Work instructions
Return the lines of the listing without any change, starting with the line that contains "Detect tree line." and going on through the line that contains "0,30,254,82", both included.
*** Dataset excerpts ***
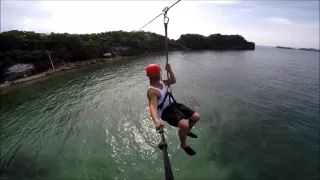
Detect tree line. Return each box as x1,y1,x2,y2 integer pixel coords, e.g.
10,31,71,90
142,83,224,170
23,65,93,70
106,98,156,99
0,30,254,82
***
*** Dataset excerpts ***
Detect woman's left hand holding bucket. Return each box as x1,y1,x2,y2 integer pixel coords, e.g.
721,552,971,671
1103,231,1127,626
***
*** Dataset excerpts ***
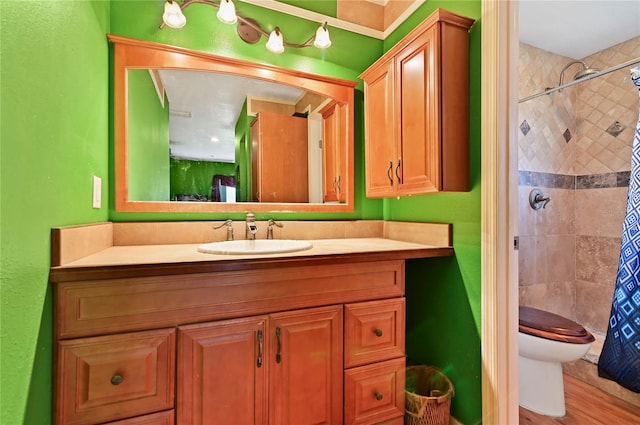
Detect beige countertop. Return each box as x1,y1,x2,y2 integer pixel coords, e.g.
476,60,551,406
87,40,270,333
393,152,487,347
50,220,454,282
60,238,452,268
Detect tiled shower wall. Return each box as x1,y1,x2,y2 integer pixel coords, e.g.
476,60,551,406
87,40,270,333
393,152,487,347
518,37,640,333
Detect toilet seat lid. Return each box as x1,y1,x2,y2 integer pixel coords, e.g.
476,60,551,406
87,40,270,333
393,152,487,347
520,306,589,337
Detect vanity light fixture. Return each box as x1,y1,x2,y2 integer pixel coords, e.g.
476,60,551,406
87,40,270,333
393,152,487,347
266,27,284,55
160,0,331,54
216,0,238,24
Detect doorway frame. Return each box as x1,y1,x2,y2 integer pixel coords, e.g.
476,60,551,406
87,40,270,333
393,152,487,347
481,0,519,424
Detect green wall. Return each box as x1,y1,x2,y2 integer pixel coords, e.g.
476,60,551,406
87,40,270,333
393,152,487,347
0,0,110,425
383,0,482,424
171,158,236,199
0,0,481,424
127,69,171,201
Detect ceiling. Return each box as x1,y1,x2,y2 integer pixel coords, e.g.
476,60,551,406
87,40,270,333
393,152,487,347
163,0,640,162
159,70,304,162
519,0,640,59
***
Result below
Detect tree line. Return each box as x1,y1,x2,y2 integer pixel coords, e.g.
10,31,71,90
142,83,224,170
23,65,93,70
106,98,156,99
0,30,254,82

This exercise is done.